▸ WHAT TO DO: Reproduce the stretch of the material from the line containing "of the light" through the line containing "[[181, 199]]", requests included, shifting every coordinate in the answers by -110.

(Raw records)
★ ★ ★ ★ ★
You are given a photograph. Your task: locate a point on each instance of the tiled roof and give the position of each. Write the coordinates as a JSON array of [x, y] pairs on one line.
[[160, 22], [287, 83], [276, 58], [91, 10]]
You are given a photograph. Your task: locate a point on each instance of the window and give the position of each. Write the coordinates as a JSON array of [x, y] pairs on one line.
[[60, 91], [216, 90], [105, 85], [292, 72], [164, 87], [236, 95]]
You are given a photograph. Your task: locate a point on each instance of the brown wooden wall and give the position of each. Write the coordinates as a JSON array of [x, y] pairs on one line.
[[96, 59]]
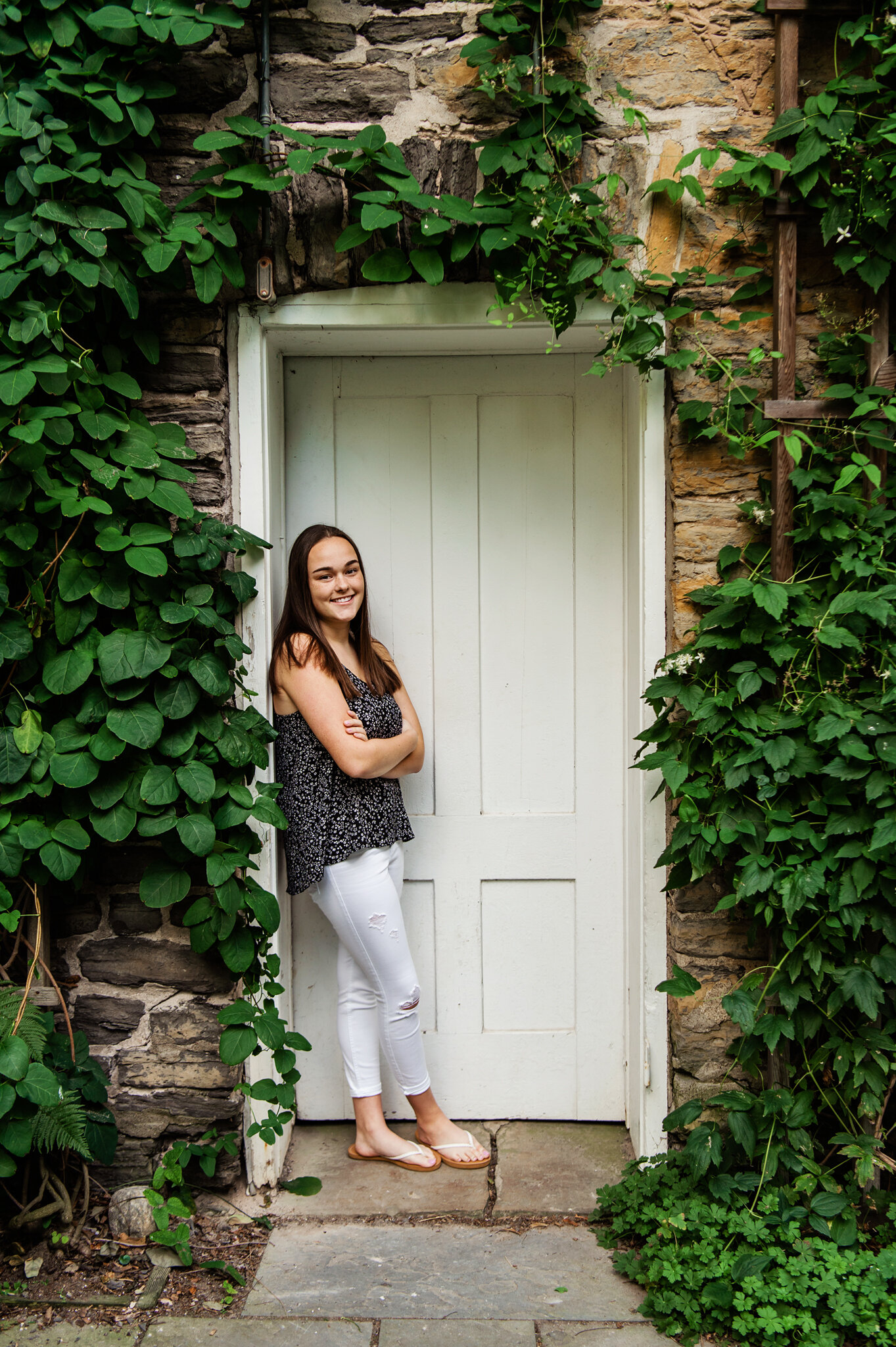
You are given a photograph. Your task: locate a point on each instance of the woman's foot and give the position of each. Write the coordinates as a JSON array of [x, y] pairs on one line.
[[389, 1145], [454, 1142]]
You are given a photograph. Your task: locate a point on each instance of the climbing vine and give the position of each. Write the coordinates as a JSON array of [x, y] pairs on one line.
[[126, 714]]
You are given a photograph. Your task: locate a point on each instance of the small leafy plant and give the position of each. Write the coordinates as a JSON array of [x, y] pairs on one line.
[[767, 1268]]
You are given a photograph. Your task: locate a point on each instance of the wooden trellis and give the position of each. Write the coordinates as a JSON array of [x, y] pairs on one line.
[[784, 404]]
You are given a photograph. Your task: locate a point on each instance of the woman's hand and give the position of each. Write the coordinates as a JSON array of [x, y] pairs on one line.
[[354, 726]]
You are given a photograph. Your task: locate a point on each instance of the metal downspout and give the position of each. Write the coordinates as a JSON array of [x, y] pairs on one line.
[[264, 271]]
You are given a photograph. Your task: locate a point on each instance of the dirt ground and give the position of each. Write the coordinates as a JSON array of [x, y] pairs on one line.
[[39, 1265]]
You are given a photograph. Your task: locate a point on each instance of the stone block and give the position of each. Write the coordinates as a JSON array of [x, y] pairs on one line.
[[461, 1333], [130, 962], [205, 82], [704, 541], [209, 489], [601, 1335], [667, 64], [303, 92], [133, 1163], [319, 214], [352, 1188], [186, 370], [174, 1113], [130, 916], [458, 87], [413, 30], [701, 896], [74, 914], [443, 164], [701, 1031], [419, 1273], [182, 1052], [106, 1019], [711, 935], [179, 1331], [187, 324], [131, 1214], [68, 1335], [556, 1167], [708, 470], [303, 37], [685, 1087]]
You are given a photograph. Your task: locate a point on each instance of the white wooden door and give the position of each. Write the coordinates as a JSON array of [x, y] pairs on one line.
[[486, 496]]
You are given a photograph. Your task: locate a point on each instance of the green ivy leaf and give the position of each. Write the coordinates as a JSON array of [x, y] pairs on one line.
[[147, 560], [140, 723], [302, 1187], [197, 780], [237, 1043], [41, 1086], [239, 950], [114, 825], [387, 267], [197, 831], [212, 675], [68, 671], [163, 884], [159, 786], [60, 861]]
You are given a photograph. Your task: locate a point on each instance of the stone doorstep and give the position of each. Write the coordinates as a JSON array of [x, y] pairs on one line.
[[460, 1272], [352, 1188], [542, 1167]]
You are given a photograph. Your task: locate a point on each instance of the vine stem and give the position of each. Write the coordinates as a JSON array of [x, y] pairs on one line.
[[33, 967], [62, 1004]]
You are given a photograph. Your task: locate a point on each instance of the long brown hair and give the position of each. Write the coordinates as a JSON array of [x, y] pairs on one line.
[[300, 618]]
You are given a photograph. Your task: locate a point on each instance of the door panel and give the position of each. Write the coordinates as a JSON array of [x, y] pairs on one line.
[[486, 497]]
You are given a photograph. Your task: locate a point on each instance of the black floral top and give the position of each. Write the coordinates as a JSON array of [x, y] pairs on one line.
[[331, 816]]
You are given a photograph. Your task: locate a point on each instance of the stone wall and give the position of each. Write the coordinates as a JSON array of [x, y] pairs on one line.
[[703, 72]]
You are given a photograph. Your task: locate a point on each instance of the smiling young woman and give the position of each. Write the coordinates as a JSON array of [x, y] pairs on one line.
[[346, 735]]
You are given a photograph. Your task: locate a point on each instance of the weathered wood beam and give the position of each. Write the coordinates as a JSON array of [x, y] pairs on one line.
[[785, 303], [806, 408]]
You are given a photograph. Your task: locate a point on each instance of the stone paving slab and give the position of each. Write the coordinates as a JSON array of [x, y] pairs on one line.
[[417, 1272], [352, 1188], [241, 1333], [556, 1167], [70, 1335], [451, 1333], [601, 1335]]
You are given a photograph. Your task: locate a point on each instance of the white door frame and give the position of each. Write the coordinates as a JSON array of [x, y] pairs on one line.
[[452, 320]]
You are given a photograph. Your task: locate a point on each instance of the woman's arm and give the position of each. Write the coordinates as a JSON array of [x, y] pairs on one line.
[[318, 697], [415, 759]]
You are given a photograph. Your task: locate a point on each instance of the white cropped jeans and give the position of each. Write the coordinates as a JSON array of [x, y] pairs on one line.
[[379, 991]]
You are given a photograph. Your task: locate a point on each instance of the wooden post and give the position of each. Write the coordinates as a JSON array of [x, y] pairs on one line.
[[878, 353], [785, 305]]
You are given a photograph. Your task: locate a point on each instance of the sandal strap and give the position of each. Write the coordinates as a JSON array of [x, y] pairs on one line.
[[407, 1155], [456, 1145]]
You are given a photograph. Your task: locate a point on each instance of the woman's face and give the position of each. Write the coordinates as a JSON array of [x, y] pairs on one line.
[[335, 579]]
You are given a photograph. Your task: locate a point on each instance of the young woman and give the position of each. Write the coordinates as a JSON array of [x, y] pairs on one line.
[[346, 735]]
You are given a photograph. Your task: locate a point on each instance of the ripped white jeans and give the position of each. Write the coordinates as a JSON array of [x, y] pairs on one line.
[[379, 991]]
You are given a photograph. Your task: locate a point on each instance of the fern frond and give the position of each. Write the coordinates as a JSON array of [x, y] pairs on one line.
[[62, 1127], [33, 1027]]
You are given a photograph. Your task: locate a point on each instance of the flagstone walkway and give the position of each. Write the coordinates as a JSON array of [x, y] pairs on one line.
[[486, 1258], [384, 1257]]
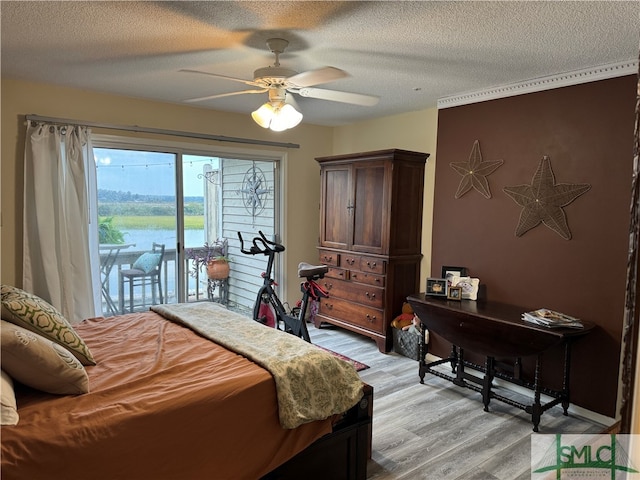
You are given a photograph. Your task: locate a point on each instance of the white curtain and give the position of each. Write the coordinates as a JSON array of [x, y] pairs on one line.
[[57, 230]]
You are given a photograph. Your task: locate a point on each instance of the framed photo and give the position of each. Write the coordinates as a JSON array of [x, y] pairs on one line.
[[450, 272], [437, 287], [454, 293], [470, 287]]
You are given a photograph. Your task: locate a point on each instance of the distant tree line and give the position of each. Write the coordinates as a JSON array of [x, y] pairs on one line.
[[112, 203]]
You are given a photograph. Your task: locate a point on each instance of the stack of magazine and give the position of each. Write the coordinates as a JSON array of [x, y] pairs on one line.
[[551, 319]]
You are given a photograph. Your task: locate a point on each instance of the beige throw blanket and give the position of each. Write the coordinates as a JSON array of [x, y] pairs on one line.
[[311, 384]]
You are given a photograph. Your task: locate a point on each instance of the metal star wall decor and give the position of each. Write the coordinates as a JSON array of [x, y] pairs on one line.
[[474, 172], [542, 201]]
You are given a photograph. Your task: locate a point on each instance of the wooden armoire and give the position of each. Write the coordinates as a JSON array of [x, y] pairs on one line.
[[370, 236]]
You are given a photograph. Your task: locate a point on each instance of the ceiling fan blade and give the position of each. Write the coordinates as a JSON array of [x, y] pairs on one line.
[[335, 96], [316, 77], [220, 95], [246, 82]]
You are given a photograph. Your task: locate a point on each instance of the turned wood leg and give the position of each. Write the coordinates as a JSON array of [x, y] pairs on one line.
[[459, 379], [488, 380], [536, 408], [423, 349], [454, 358], [565, 377]]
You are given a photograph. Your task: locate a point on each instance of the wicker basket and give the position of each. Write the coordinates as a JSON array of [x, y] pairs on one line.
[[406, 343]]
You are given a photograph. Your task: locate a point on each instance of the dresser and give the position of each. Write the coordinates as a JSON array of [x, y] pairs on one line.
[[370, 237]]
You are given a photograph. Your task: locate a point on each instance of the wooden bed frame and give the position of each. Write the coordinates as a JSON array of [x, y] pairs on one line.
[[136, 410], [342, 454]]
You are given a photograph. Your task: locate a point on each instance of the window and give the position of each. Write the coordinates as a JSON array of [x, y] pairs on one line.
[[181, 196]]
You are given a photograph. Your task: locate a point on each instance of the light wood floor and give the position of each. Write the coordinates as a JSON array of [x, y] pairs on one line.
[[438, 431]]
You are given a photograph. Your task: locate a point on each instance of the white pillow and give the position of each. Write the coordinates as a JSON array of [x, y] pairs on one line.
[[40, 363], [8, 407]]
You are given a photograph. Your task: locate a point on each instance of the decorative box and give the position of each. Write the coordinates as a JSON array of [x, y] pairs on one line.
[[406, 343]]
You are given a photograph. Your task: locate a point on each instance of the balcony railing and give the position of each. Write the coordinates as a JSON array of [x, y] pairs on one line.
[[197, 287]]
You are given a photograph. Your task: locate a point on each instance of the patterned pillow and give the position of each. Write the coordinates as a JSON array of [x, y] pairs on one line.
[[33, 313], [9, 409], [147, 262], [40, 363]]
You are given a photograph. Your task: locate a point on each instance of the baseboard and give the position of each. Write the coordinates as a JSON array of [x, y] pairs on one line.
[[596, 417]]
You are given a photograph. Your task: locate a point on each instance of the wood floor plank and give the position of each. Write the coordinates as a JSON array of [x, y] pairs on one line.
[[436, 430]]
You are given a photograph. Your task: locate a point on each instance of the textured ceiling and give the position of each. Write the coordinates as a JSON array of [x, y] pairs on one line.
[[407, 53]]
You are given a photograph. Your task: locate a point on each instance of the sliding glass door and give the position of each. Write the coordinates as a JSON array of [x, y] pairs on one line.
[[181, 199]]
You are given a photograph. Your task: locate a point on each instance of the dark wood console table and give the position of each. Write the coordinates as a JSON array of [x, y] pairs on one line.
[[493, 330]]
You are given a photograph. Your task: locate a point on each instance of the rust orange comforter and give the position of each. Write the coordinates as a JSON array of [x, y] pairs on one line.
[[164, 403]]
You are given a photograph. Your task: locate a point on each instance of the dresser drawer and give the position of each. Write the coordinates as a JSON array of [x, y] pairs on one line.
[[328, 257], [367, 317], [373, 265], [354, 292], [348, 261], [339, 273], [368, 278]]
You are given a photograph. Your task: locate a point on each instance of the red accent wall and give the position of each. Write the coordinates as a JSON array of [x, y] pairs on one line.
[[587, 131]]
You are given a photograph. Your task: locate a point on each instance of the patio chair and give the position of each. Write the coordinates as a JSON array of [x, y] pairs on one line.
[[145, 271]]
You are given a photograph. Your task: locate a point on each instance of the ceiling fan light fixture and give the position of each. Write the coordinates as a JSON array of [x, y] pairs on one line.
[[263, 115], [277, 116]]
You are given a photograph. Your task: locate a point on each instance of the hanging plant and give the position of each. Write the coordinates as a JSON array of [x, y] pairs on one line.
[[212, 255]]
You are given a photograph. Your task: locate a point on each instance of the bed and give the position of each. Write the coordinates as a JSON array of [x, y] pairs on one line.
[[170, 397]]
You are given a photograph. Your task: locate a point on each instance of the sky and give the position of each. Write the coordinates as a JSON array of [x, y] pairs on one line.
[[149, 173]]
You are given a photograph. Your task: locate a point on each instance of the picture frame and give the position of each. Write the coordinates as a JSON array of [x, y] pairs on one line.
[[470, 287], [450, 272], [437, 287], [454, 293]]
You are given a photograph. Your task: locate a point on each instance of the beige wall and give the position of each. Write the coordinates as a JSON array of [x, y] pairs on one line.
[[416, 131], [301, 188]]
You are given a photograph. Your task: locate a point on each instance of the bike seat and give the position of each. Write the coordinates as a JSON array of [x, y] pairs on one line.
[[307, 270]]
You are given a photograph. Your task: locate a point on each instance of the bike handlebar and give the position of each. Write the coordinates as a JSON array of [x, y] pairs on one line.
[[266, 248]]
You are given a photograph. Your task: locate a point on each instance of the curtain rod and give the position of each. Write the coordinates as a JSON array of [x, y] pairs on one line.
[[160, 131]]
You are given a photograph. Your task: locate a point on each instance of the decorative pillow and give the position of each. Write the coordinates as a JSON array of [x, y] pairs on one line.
[[9, 409], [33, 313], [38, 362], [147, 262]]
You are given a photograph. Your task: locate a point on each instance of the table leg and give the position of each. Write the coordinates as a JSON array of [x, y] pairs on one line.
[[459, 370], [536, 408], [423, 348], [565, 377], [487, 382]]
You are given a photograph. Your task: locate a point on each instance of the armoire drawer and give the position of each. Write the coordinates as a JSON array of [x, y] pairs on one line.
[[328, 257], [354, 292], [367, 317], [348, 261], [368, 278], [373, 265], [335, 272]]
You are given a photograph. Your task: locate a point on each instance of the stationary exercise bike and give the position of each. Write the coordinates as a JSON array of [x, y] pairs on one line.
[[268, 309]]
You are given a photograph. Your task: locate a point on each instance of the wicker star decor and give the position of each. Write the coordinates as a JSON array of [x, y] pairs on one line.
[[542, 201], [474, 172]]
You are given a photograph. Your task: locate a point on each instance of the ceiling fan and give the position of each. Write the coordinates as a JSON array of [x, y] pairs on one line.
[[280, 112]]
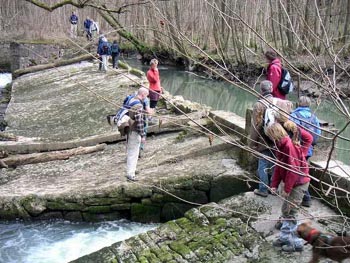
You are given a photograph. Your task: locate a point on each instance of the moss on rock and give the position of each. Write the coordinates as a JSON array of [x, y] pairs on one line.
[[145, 213]]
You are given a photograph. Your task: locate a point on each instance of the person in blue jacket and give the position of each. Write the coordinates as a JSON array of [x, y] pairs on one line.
[[309, 121], [87, 28], [73, 25], [115, 54], [103, 50]]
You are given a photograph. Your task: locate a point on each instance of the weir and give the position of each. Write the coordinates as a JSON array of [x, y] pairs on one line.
[[179, 162]]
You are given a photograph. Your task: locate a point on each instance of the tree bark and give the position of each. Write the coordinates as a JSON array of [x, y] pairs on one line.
[[16, 160], [7, 137], [32, 69]]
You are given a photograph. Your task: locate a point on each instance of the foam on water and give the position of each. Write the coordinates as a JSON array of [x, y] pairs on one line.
[[5, 78], [61, 241]]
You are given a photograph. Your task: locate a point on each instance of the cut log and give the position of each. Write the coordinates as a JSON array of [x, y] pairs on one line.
[[16, 160], [7, 137], [32, 69]]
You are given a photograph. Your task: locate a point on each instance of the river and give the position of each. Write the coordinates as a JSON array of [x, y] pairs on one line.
[[225, 96], [61, 241], [57, 240]]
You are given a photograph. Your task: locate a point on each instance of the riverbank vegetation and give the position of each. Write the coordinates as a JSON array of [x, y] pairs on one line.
[[225, 38]]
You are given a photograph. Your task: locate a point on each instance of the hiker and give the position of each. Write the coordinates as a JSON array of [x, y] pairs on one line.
[[154, 83], [136, 134], [87, 28], [115, 54], [103, 50], [274, 73], [73, 25], [95, 30], [301, 116], [292, 169], [148, 111], [259, 140]]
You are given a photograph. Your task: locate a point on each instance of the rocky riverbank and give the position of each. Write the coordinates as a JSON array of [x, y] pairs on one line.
[[237, 229], [183, 166]]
★ ★ ★ ★ ★
▸ TASK RESULT:
You are given a photograph. Your task: locate a point on each instance of the light wood floor and give the position of each. Write the coordinates as a JSON array of [x, y] pairs on one line.
[[328, 321]]
You are given a photograph. Your task: locate a point on each instance of the white pillow and give the position of each. Write the coordinates as a JSON array of [x, y] pairs on one line.
[[-70, 253], [-102, 297]]
You are given a photograph. Your task: locate a point on each instance of the decorative box and give the position of each. Write the coordinates as a JSON array of [x, y] pairs on one line.
[[296, 233]]
You are given a photograph. Your task: locate a point on each instance of the balcony railing and give the position of each. Write the coordinates as a JSON array of [x, y] pairs on one line.
[[87, 177]]
You are given a photograph. Your task: locate a point on each instance of the patterned pillow and give the position of each. Write the coordinates as a JSON array of [x, y] pairs on one line.
[[-77, 203], [-101, 299], [37, 152], [-70, 253]]
You are given a photograph. Your task: locate a point on each instance of the baseboard and give the position of each. Write the coordinates as a JSON array of [x, y] pairs on one line.
[[486, 307]]
You are given a photograph. Your task: locate a point on each instance of the wood floor plank and give the position of each. Write the coordinates as a JSON array of [x, y] pairs on one line.
[[326, 320]]
You are given a photograph. Your task: locate a point on each instance of the textured ceiling and give the position of each. Write the coordinates as a JSON array of [x, y] pairs on one line.
[[297, -57]]
You are given a photograph. Your task: locate a point on each instance of the sliding glass door and give the position of each. Write the coordinates as a JSON array of [x, y] pairs on one line.
[[71, 89]]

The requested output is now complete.